Input rows:
• • •
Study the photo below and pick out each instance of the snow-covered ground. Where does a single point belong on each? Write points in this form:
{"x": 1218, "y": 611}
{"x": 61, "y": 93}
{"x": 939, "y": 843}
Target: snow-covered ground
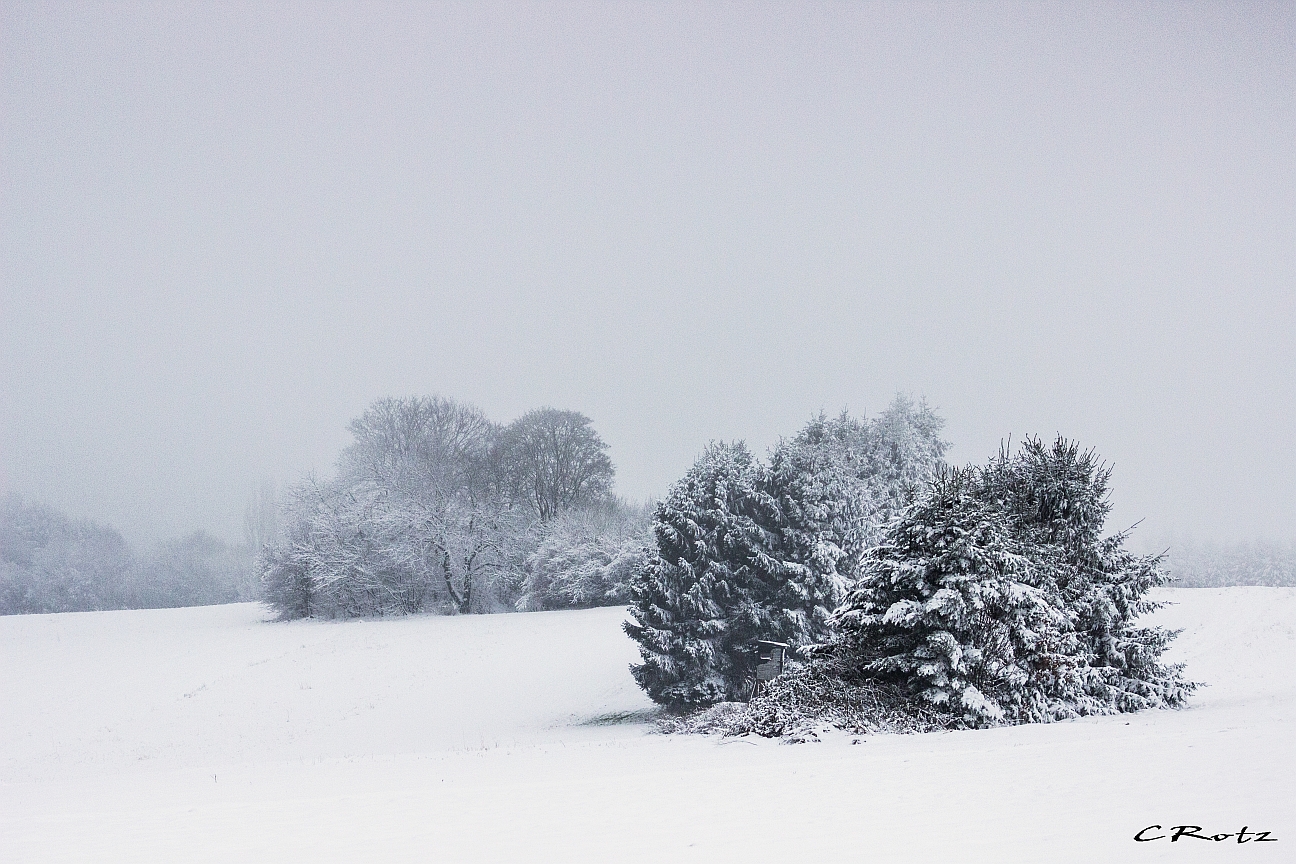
{"x": 209, "y": 735}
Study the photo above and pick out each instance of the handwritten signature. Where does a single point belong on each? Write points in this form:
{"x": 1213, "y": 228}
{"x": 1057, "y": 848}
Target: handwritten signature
{"x": 1244, "y": 836}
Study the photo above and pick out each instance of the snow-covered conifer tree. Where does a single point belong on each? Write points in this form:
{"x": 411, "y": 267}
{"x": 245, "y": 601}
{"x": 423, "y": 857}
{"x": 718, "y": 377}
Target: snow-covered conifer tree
{"x": 701, "y": 601}
{"x": 997, "y": 595}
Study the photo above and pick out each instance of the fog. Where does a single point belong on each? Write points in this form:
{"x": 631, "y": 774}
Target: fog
{"x": 227, "y": 229}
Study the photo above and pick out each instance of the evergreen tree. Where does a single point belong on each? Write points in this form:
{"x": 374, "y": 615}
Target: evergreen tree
{"x": 701, "y": 600}
{"x": 998, "y": 597}
{"x": 951, "y": 606}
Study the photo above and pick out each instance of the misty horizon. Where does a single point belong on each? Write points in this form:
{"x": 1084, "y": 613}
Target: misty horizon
{"x": 228, "y": 231}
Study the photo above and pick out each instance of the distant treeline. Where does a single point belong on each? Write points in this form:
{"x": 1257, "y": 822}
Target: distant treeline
{"x": 51, "y": 562}
{"x": 1243, "y": 564}
{"x": 437, "y": 508}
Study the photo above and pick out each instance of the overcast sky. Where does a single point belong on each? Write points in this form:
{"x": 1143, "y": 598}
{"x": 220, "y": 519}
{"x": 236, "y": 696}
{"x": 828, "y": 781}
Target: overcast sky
{"x": 230, "y": 227}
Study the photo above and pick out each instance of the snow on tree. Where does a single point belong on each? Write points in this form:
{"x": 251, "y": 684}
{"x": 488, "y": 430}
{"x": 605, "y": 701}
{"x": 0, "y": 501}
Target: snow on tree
{"x": 752, "y": 552}
{"x": 700, "y": 602}
{"x": 833, "y": 485}
{"x": 587, "y": 557}
{"x": 997, "y": 597}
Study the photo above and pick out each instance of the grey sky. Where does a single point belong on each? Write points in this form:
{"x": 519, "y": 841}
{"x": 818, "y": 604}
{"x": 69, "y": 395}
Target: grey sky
{"x": 227, "y": 228}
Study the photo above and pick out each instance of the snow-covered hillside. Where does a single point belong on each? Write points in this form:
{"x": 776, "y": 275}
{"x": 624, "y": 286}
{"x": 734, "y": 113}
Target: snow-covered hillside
{"x": 210, "y": 735}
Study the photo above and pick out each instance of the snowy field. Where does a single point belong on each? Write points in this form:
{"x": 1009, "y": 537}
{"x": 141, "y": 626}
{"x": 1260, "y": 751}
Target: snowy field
{"x": 206, "y": 735}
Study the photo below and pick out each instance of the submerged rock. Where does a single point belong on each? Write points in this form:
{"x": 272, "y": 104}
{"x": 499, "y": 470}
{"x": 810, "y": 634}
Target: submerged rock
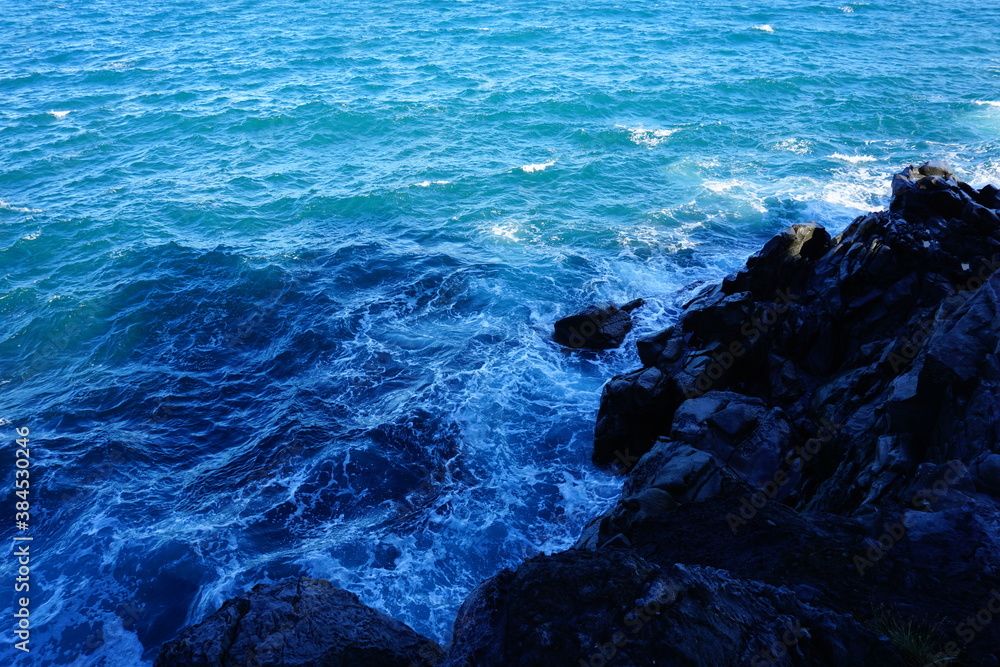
{"x": 813, "y": 476}
{"x": 299, "y": 622}
{"x": 597, "y": 327}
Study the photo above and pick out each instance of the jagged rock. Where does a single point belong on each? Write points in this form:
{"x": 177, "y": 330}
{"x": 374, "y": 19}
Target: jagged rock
{"x": 597, "y": 327}
{"x": 989, "y": 473}
{"x": 611, "y": 606}
{"x": 889, "y": 330}
{"x": 298, "y": 622}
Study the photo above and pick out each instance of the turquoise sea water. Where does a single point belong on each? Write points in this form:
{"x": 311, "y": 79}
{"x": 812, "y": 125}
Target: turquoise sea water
{"x": 278, "y": 277}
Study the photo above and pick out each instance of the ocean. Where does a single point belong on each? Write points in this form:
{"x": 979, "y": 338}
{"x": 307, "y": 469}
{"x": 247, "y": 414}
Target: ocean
{"x": 279, "y": 277}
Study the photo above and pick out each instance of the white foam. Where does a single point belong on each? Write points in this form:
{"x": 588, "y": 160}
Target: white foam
{"x": 649, "y": 138}
{"x": 507, "y": 231}
{"x": 853, "y": 159}
{"x": 722, "y": 186}
{"x": 793, "y": 145}
{"x": 532, "y": 168}
{"x": 4, "y": 206}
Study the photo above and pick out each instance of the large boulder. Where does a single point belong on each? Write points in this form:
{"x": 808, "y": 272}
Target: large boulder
{"x": 614, "y": 607}
{"x": 298, "y": 622}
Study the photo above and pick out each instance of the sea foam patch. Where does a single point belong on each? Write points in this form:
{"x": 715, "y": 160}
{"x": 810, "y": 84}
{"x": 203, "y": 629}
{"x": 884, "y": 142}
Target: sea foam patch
{"x": 648, "y": 137}
{"x": 532, "y": 168}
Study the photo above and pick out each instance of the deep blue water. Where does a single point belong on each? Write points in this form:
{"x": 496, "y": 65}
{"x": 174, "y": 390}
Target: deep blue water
{"x": 278, "y": 277}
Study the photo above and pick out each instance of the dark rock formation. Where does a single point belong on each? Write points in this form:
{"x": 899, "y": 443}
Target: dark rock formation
{"x": 299, "y": 622}
{"x": 614, "y": 607}
{"x": 813, "y": 471}
{"x": 814, "y": 445}
{"x": 596, "y": 327}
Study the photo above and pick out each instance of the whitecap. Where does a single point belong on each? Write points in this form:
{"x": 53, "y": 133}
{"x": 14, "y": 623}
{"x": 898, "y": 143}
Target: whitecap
{"x": 532, "y": 168}
{"x": 505, "y": 231}
{"x": 853, "y": 159}
{"x": 793, "y": 145}
{"x": 4, "y": 206}
{"x": 722, "y": 186}
{"x": 647, "y": 137}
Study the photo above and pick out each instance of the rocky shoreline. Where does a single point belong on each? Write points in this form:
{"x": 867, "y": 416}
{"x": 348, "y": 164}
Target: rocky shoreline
{"x": 811, "y": 478}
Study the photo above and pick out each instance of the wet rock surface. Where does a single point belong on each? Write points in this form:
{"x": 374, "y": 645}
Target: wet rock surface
{"x": 812, "y": 471}
{"x": 813, "y": 442}
{"x": 298, "y": 622}
{"x": 598, "y": 327}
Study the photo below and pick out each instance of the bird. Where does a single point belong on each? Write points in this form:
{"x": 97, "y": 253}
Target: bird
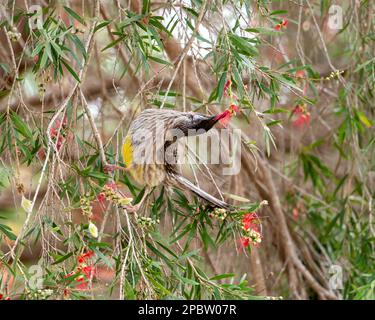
{"x": 150, "y": 151}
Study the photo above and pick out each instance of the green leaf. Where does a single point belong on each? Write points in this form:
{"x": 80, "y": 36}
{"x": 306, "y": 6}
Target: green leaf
{"x": 72, "y": 72}
{"x": 21, "y": 126}
{"x": 265, "y": 31}
{"x": 74, "y": 15}
{"x": 223, "y": 276}
{"x": 102, "y": 25}
{"x": 62, "y": 258}
{"x": 8, "y": 232}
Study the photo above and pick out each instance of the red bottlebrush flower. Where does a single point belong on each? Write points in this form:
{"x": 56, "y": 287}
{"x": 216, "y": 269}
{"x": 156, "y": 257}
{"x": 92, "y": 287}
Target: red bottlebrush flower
{"x": 227, "y": 114}
{"x": 101, "y": 197}
{"x": 226, "y": 87}
{"x": 59, "y": 142}
{"x": 245, "y": 242}
{"x": 111, "y": 185}
{"x": 66, "y": 293}
{"x": 69, "y": 274}
{"x": 53, "y": 132}
{"x": 82, "y": 284}
{"x": 224, "y": 117}
{"x": 298, "y": 110}
{"x": 295, "y": 213}
{"x": 281, "y": 25}
{"x": 302, "y": 120}
{"x": 234, "y": 108}
{"x": 65, "y": 122}
{"x": 248, "y": 220}
{"x": 300, "y": 74}
{"x": 41, "y": 153}
{"x": 84, "y": 256}
{"x": 88, "y": 271}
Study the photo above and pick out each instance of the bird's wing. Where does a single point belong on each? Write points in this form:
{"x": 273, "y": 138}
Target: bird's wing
{"x": 199, "y": 192}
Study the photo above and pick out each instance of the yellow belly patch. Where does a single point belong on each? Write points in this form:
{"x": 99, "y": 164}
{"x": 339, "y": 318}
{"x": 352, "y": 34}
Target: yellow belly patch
{"x": 127, "y": 151}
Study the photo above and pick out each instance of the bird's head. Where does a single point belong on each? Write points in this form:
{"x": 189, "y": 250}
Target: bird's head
{"x": 192, "y": 123}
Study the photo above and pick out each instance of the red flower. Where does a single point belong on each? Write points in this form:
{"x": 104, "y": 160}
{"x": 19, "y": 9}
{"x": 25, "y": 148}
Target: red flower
{"x": 59, "y": 143}
{"x": 84, "y": 256}
{"x": 247, "y": 221}
{"x": 88, "y": 271}
{"x": 66, "y": 293}
{"x": 245, "y": 242}
{"x": 281, "y": 25}
{"x": 234, "y": 108}
{"x": 302, "y": 120}
{"x": 111, "y": 185}
{"x": 69, "y": 274}
{"x": 300, "y": 74}
{"x": 295, "y": 213}
{"x": 226, "y": 87}
{"x": 302, "y": 117}
{"x": 224, "y": 117}
{"x": 82, "y": 283}
{"x": 227, "y": 114}
{"x": 101, "y": 197}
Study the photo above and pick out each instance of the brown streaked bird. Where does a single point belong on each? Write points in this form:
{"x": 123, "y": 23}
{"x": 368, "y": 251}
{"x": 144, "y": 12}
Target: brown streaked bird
{"x": 150, "y": 152}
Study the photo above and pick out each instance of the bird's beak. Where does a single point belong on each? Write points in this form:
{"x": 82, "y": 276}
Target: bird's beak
{"x": 203, "y": 122}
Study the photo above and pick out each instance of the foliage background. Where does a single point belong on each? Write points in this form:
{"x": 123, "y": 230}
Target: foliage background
{"x": 98, "y": 63}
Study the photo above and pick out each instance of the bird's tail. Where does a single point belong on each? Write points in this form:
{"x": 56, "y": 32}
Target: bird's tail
{"x": 181, "y": 181}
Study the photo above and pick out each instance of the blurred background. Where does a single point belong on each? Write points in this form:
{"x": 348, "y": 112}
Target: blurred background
{"x": 73, "y": 75}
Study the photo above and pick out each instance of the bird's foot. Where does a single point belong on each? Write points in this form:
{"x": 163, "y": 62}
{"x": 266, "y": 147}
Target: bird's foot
{"x": 112, "y": 167}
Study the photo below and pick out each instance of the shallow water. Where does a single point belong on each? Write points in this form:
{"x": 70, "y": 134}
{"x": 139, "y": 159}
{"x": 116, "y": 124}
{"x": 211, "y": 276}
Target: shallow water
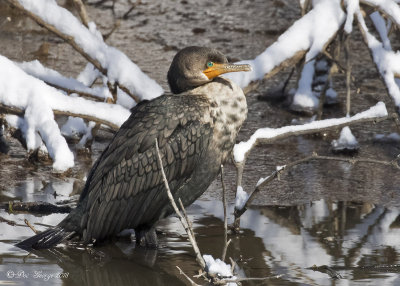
{"x": 320, "y": 213}
{"x": 354, "y": 239}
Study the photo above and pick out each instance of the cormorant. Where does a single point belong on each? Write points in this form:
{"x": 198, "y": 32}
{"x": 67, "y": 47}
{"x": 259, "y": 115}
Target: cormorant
{"x": 196, "y": 129}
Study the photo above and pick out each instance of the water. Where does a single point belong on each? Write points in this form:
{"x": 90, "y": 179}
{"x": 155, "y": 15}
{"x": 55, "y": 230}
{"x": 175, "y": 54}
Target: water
{"x": 319, "y": 213}
{"x": 349, "y": 237}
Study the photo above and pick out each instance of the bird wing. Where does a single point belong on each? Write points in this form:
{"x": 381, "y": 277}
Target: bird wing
{"x": 125, "y": 187}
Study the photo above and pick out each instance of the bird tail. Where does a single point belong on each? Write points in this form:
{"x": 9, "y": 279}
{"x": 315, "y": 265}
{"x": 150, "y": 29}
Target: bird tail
{"x": 46, "y": 239}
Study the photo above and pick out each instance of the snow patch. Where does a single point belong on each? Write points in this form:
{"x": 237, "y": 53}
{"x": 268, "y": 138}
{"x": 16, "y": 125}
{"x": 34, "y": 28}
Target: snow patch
{"x": 118, "y": 66}
{"x": 346, "y": 141}
{"x": 241, "y": 198}
{"x": 240, "y": 149}
{"x": 217, "y": 266}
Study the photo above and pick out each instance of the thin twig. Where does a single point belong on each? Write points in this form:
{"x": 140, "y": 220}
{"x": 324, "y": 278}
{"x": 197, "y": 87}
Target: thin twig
{"x": 348, "y": 74}
{"x": 31, "y": 226}
{"x": 71, "y": 41}
{"x": 282, "y": 135}
{"x": 226, "y": 243}
{"x": 365, "y": 38}
{"x": 184, "y": 223}
{"x": 187, "y": 277}
{"x": 314, "y": 156}
{"x": 138, "y": 2}
{"x": 82, "y": 12}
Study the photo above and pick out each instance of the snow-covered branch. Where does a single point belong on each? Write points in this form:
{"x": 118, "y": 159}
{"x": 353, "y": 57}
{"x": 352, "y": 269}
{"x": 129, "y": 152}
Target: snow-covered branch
{"x": 265, "y": 135}
{"x": 39, "y": 102}
{"x": 387, "y": 62}
{"x": 307, "y": 37}
{"x": 118, "y": 68}
{"x": 240, "y": 210}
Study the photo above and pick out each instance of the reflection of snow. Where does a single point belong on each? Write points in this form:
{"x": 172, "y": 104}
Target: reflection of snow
{"x": 290, "y": 253}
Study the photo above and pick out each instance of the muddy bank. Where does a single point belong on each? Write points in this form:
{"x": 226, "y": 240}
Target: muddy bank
{"x": 322, "y": 213}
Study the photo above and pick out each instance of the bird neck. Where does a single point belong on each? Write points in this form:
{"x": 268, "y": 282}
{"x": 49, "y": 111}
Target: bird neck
{"x": 228, "y": 111}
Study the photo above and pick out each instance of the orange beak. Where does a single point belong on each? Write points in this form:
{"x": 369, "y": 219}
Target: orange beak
{"x": 218, "y": 69}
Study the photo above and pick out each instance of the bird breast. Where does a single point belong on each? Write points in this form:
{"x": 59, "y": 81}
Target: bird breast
{"x": 228, "y": 111}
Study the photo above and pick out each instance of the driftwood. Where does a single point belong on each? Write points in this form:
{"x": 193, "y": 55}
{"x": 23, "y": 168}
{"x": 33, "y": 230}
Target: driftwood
{"x": 36, "y": 207}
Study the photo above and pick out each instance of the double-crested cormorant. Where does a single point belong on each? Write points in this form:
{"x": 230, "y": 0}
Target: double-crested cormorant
{"x": 196, "y": 128}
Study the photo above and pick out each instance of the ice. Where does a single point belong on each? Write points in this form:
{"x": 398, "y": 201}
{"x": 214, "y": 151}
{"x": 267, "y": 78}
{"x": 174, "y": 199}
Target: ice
{"x": 217, "y": 266}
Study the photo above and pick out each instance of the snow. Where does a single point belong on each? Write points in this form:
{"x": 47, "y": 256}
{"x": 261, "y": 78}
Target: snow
{"x": 380, "y": 25}
{"x": 36, "y": 69}
{"x": 388, "y": 6}
{"x": 240, "y": 149}
{"x": 387, "y": 62}
{"x": 217, "y": 266}
{"x": 88, "y": 75}
{"x": 311, "y": 33}
{"x": 118, "y": 66}
{"x": 392, "y": 137}
{"x": 241, "y": 198}
{"x": 345, "y": 141}
{"x": 304, "y": 96}
{"x": 18, "y": 89}
{"x": 352, "y": 6}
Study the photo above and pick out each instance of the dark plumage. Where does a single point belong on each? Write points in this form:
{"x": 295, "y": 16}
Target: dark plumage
{"x": 196, "y": 129}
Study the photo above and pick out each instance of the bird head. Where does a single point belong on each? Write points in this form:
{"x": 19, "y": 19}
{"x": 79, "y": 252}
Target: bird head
• • •
Exercise requirements:
The line containing "the dark plumage." and every line after it, through the end of the records, should be repeated exactly and alone.

Output for this exercise:
Study the photo above and pick out each instance of the dark plumage. Where does a single point belong on each? Write points in this form:
{"x": 295, "y": 16}
Target: dark plumage
{"x": 196, "y": 129}
Study the photo above and pick out each instance of the bird head. Where does a single point belong on each? Write points in this form:
{"x": 19, "y": 19}
{"x": 79, "y": 252}
Target: bird head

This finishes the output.